*** DOCUMENT TEXT

# What flavors does your golden go crazy for?



## Sabine (Nov 10, 2009)

You forgot hamburger flavor, and steak, or chicken breast, breakfast sausage......or really anything I am eating, except veggies. Veggies kill dogs, at least according to him.


----------



## Brave (Oct 26, 2012)

Banana
Watermelon
Apple
Chicken
Beef
Mom
Cheese
Hot dog
Peanut butter
Bell peppers (ESP. The red ones)
Cucumbers


That's all I can remember off the top of my head. 


Sent from Petguide.com Free App


----------



## FeatherRiverSam (Aug 7, 2009)

All of the above!!! He does turn his nose up at most fruit & veggies...he looks at me as if to say...hey I'm a dog not a wabbit!

~Pete & Woody~


----------



## Hina (May 31, 2013)

also hear canned pumpkin and sweet potato are prized too


----------



## LilBitBit (Jan 15, 2012)

All of the above lol!!!

Buddy is rather fond of carrots; both dogs go crazy for canteloupe.


----------



## Bentleysmom (Aug 11, 2012)

Yes, we need you to add an "all of the above" button. I haven't found anything at all yet that Bentley doesn't love. He has tried every fruit and veggie that I buy and he loves them all.


----------



## CAROLINA MOM (May 12, 2009)

My guys love fresh fruits and veggies.

Some of their favorite veggies are zucchinni, squash, cucumbers, sweet potatoes.

Just about any type of fruit such as apples, watermelon, cantaloupe and they love yogurt too. 

They're big fans of meat too but I don't give them much of it. Their dogfood is salmon.


----------



## goldenbella5 (Jun 15, 2012)

Any OTHER food but hers she's crazy about. Don't get me wrong she loves her food, but I've tried training her with it and she's not that interested. Probably the fact she gets it twice a day - everyday..... 

The only food she's turned her nose up to was some "messed up" fish. Literally her face was like "Really mom? You want me to eat THAT slop?? :yuck:" 
Meh, I can agree with her. 

Veggies and fruits she WILL NOT eat! :no: I guess it's because they're _healthy_! YUCK! :yuck:


----------



## maggiesmommy (Feb 23, 2010)

Mint...Maggie goes crazy for anything minty.


----------



## OutWest (Oct 6, 2011)

Gotta add tripe...blech! And cheese. 

And anything edible that the foolish humans leave on a counter.... Flour, dried spaghetti and pasta, bread, cherries, butter, crackers especially cheese crackers, apples, the list goes on.


----------



## Ivyacres (Jun 3, 2011)

Honey's most favorite is bacon, real bacon, bacon flavored treats...she's like the dog in the commercial (I'd get it myself but I don't have thumbs). She loves most people food, dog and cat food so it is easier to say she doesn't like celery.

******
*** ENTRIES PROVIDED

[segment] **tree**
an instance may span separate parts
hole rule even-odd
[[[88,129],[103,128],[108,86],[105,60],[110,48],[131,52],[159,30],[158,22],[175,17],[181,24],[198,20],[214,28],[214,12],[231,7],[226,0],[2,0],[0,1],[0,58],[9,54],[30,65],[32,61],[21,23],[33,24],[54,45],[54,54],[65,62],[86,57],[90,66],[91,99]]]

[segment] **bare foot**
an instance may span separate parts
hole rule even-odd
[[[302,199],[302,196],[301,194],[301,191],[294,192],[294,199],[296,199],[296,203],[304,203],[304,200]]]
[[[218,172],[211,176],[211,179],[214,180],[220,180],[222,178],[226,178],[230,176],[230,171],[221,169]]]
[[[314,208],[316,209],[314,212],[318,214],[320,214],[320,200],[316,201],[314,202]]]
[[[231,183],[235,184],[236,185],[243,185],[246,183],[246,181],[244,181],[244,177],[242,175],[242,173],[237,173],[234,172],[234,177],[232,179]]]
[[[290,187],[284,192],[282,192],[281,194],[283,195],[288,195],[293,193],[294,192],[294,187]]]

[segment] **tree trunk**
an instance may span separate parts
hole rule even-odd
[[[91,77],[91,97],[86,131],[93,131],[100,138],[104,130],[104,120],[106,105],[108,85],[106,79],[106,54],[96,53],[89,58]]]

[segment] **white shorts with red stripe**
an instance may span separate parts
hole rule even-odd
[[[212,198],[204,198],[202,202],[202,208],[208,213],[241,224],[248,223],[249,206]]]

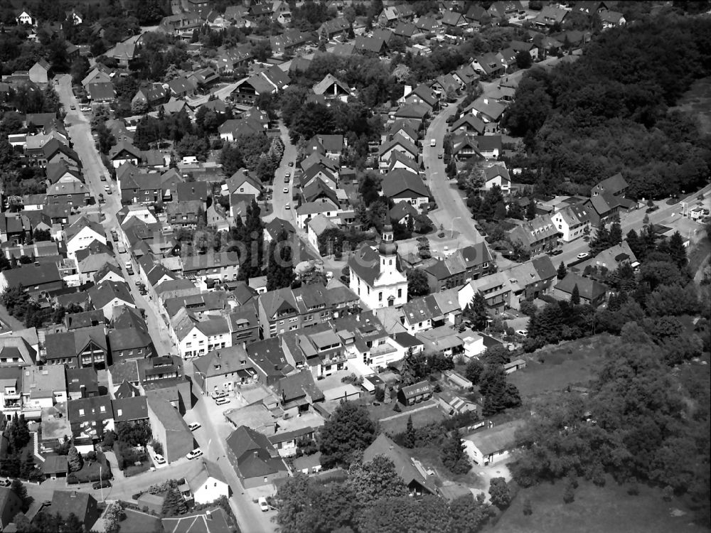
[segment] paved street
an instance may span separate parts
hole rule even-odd
[[[115,183],[110,181],[110,178],[107,178],[108,181],[106,182],[102,182],[100,180],[100,176],[102,175],[107,176],[108,174],[106,169],[104,168],[100,157],[94,146],[89,119],[80,112],[70,110],[72,104],[76,106],[77,109],[79,107],[79,102],[77,102],[72,93],[71,78],[69,76],[63,76],[57,89],[60,99],[68,112],[66,122],[69,134],[73,144],[73,148],[81,158],[86,183],[92,195],[97,199],[98,203],[98,195],[100,193],[104,192],[104,185],[110,183],[111,186],[114,188],[113,194],[105,194],[107,201],[100,210],[100,212],[105,217],[102,223],[108,235],[111,230],[117,230],[118,227],[116,212],[121,208],[119,195],[115,190]],[[227,90],[227,88],[225,90]],[[231,90],[230,90],[231,91]],[[287,164],[287,161],[294,161],[296,157],[294,146],[290,143],[287,144],[287,146],[284,165]],[[283,171],[283,169],[280,170]],[[284,174],[282,173],[280,176],[283,181]],[[126,271],[125,263],[129,260],[129,254],[117,255],[124,277],[127,280],[131,287],[137,306],[146,311],[146,321],[149,330],[159,355],[171,353],[173,347],[163,318],[157,312],[157,309],[154,305],[154,303],[144,298],[137,289],[135,281],[138,280],[137,275],[134,274],[133,276],[129,276]],[[135,271],[136,269],[134,268],[134,270]],[[196,390],[196,392],[200,394],[199,390]],[[224,475],[230,483],[233,494],[232,497],[230,498],[230,505],[242,531],[245,532],[245,533],[252,533],[252,532],[255,533],[262,533],[262,532],[270,533],[274,530],[274,524],[270,522],[270,517],[273,513],[262,512],[259,506],[252,502],[251,496],[245,493],[234,469],[227,462],[224,439],[229,434],[228,430],[230,429],[228,426],[227,427],[223,426],[219,428],[220,430],[219,432],[217,431],[218,429],[213,425],[209,416],[210,409],[215,409],[215,406],[211,403],[212,402],[211,399],[201,397],[195,407],[188,411],[186,419],[188,422],[197,421],[203,425],[203,427],[196,432],[196,438],[202,447],[205,456],[220,465]],[[215,436],[217,438],[215,438]],[[168,465],[164,468],[154,472],[146,472],[133,478],[122,480],[117,479],[110,488],[105,489],[103,497],[130,500],[132,494],[144,490],[151,485],[166,479],[182,477],[188,464],[187,459],[181,459]],[[46,495],[51,495],[50,490],[54,488],[66,488],[66,486],[63,480],[46,481],[36,489],[33,489],[33,491],[36,492],[36,499],[38,500],[50,499],[46,497]],[[81,488],[82,490],[96,492],[95,495],[97,497],[100,497],[100,491],[92,490],[90,485],[82,485]]]
[[[434,222],[437,229],[440,226],[446,232],[459,237],[460,246],[467,246],[481,242],[482,237],[474,227],[471,213],[462,198],[461,192],[457,188],[456,181],[447,178],[444,171],[444,159],[439,159],[437,154],[444,150],[442,140],[447,133],[447,119],[454,113],[456,104],[450,104],[434,117],[427,129],[422,140],[422,158],[424,161],[424,171],[427,173],[427,185],[437,202],[437,208],[431,211],[429,217]],[[430,139],[437,140],[437,146],[430,146]]]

******

** WRITTEN PROBLEM 1 **
Please output the passage from the thread about dogs' favorite flavors, starting with "My guys love" and going on through "dogfood is salmon.".
** WRITTEN PROBLEM 2 **
In the thread about dogs' favorite flavors, what does Maggie go crazy for?

** COMPLETE ANSWER 1 **
My guys love fresh fruits and veggies.

Some of their favorite veggies are zucchinni, squash, cucumbers, sweet potatoes.

Just about any type of fruit such as apples, watermelon, cantaloupe and they love yogurt too. 

They're big fans of meat too but I don't give them much of it. Their dogfood is salmon.

** COMPLETE ANSWER 2 **
Anything minty.